- _Provided passage_:

━━━━━━━━━━

Furthermore you do not have to be Zhang Xin (a real-estate magnate in Beijing) to necessarily benefit from this type of private-public arrangement: other less connected mining operations in China still have access to relatively cheap systems, that once tweaked can operate at less than $2 / gigahash. For these sub-10 hasher pools, because virtually all ASIC chips are now being manufactured in Taiwan, costs come down to volume size and chip cost which are concluded via negotiations.
Cloud Hashing
One particular enterprising Chinese individual has figured out how to do a shanzhai (山寨) form of cloud hashing. While specific commercial numbers are proprietary, the rate comes to less than $3 per ghash.
In terms of the global supply chain, 90 of ASIC chips are made in Taiwan (TSMC), others go through Singapore (Global Foundries), and the remaining parts (PCB, SMT, power, fans, integration) almost all go through Shenzhen,[20] or it will have to in the near future. One estimate explained to me by a mining operator in China is that allegedly more than 25 of all mining may be going on in China and likely more could come online due to these incentives.[21]
For comparison, CEX.io (which currently operates the largest mining pool, GHash.io) is around $3 per ghash and Cloudhashing (in Austin) is around $7-$8 per ghash. Even KnC, which is buildings its own 10 MW powerplant in Sweden will unlikely be able to compete long-term at these rates unless it continues its current business practice of using customer-purchased hardware first before shipping later.[22] In addition, even with Moses Lake competitive rates of 1.7 cents, operators in the US (and Sweden) have to deal with a variety of tax and environmental issues which at this time do not exist in China.

━━━━━━━━━━

- _Information supplied_:
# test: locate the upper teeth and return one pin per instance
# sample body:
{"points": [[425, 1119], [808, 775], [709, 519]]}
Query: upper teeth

━━━━━━━━━━

Copy word for word the part of the passage on mining costs starting at "Furthermore you do" and ending at "than $3 per ghash.".

Furthermore you do not have to be Zhang Xin (a real-estate magnate in Beijing) to necessarily benefit from this type of private-public arrangement: other less connected mining operations in China still have access to relatively cheap systems, that once tweaked can operate at less than $2 / gigahash. For these sub-10 hasher pools, because virtually all ASIC chips are now being manufactured in Taiwan, costs come down to volume size and chip cost which are concluded via negotiations.
Cloud Hashing
One particular enterprising Chinese individual has figured out how to do a shanzhai (山寨) form of cloud hashing. While specific commercial numbers are proprietary, the rate comes to less than $3 per ghash.